=== What to work on ===
Rewrite the listing from the line containing "Indicate every instance of the metal" through the end, replacing "crop-scouting record" with "field report" and leaving everything else unchanged.

*** Information given ***

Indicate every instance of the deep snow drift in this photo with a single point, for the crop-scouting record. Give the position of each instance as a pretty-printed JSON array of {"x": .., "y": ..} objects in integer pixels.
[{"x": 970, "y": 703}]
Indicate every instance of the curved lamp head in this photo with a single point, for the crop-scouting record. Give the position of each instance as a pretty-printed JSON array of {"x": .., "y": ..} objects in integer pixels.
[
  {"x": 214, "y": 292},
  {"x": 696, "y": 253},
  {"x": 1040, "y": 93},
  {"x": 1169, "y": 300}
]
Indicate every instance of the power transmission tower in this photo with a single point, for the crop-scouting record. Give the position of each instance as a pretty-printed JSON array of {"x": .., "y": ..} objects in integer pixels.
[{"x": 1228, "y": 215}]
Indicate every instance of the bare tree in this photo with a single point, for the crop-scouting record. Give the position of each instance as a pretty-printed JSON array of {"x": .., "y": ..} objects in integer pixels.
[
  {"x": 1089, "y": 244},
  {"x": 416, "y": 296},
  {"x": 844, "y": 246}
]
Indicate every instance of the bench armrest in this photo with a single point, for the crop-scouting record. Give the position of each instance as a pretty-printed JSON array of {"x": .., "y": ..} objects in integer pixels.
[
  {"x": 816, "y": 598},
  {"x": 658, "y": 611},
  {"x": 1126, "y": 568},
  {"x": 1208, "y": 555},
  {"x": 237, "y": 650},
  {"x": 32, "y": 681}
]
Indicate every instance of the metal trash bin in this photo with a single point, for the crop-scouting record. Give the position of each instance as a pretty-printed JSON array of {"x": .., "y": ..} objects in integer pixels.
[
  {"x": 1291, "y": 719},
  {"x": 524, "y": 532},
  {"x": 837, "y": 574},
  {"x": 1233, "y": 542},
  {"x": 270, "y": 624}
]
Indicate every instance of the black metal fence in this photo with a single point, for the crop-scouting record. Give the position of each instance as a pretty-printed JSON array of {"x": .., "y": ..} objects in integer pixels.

***

=== Result of this task ===
Indicate every instance of the metal trash bin in this photo with a single point, for the field report. Give the position of each instance as a pretty-printed JSON array of {"x": .., "y": ..} objects in integer pixels.
[
  {"x": 1291, "y": 719},
  {"x": 524, "y": 532},
  {"x": 837, "y": 574},
  {"x": 1233, "y": 542},
  {"x": 270, "y": 624}
]
Indicate every instance of the black metal fence in this photo with a single point, for the field report. Give the position of each instance as a pretty-printed JSON array of {"x": .., "y": ..} objects in integer pixels.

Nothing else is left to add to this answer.